### Exercise
Reproduce each of the following records verbatim, keeping every line unchanged.

### Records provided
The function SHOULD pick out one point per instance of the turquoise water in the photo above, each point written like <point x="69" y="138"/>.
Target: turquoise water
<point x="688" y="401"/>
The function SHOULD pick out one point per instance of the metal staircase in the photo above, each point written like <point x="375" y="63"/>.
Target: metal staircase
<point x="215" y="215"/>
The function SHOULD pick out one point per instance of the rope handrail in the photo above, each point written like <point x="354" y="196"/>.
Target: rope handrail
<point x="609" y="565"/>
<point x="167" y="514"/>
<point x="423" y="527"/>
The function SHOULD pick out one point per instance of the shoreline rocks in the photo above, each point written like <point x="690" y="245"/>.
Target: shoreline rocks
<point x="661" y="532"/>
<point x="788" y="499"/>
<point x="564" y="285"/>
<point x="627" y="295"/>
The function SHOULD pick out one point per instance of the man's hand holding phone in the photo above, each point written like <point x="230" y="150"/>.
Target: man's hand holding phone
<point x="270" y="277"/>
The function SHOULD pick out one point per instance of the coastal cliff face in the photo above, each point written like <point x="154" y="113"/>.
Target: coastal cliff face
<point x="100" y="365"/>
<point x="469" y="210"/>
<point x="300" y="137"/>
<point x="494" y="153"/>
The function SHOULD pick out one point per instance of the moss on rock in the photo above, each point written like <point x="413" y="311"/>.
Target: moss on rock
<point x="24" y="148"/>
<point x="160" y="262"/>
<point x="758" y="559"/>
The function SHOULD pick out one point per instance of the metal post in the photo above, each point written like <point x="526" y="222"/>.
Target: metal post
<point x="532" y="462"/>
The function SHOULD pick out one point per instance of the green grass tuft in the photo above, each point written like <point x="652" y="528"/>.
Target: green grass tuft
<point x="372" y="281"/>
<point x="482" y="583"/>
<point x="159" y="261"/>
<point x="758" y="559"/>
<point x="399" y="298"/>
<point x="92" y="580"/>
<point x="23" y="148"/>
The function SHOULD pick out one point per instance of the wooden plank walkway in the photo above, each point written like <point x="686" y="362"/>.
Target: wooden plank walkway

### Response to the task
The function SHOULD pick out one point per instance of the turquoise water in the photo above, each point written like <point x="69" y="138"/>.
Target: turquoise water
<point x="688" y="401"/>
The function SHOULD pick out one point per instance of the metal staircase in the photo above, each point written like <point x="375" y="63"/>.
Target: metal staircase
<point x="215" y="215"/>
The function SHOULD pick out one point per instance of the rope handrail in the photo above, each point written like <point x="354" y="196"/>.
Target: rope handrail
<point x="609" y="565"/>
<point x="167" y="514"/>
<point x="423" y="527"/>
The function SHOULD pick out one point per instance of the shoreline rocks in the photo above, each point written like <point x="690" y="245"/>.
Target: shoreline rocks
<point x="661" y="532"/>
<point x="788" y="499"/>
<point x="564" y="285"/>
<point x="627" y="295"/>
The function SHOULD pick out one point per instance of the man's hand holding phone in the photo above, each point written like <point x="230" y="150"/>.
Target: man's hand holding phone
<point x="270" y="277"/>
The function SHOULD pick out one point per instance of the coastal cliff face in the photo above, each point written like <point x="154" y="113"/>.
Target: coastal cliff face
<point x="100" y="365"/>
<point x="469" y="210"/>
<point x="300" y="137"/>
<point x="494" y="153"/>
The function SHOULD pick out one point per instance of the moss on rock in the photo above, each point written like <point x="413" y="311"/>.
Target: moss on rock
<point x="24" y="148"/>
<point x="160" y="262"/>
<point x="758" y="559"/>
The function SHOULD pick out one point per instance of the metal post in the photo above, each point written like <point x="526" y="222"/>.
Target: metal post
<point x="532" y="462"/>
The function SHOULD pick out one point per instance of the green grass tuft in the photo above, each point written like <point x="652" y="528"/>.
Target: green grass tuft
<point x="372" y="281"/>
<point x="482" y="583"/>
<point x="159" y="261"/>
<point x="758" y="559"/>
<point x="399" y="298"/>
<point x="92" y="580"/>
<point x="23" y="148"/>
The function SHOULD pick out one point per instance of the wooden plank walkway in the photo above, each point written like <point x="686" y="362"/>.
Target: wooden plank walkway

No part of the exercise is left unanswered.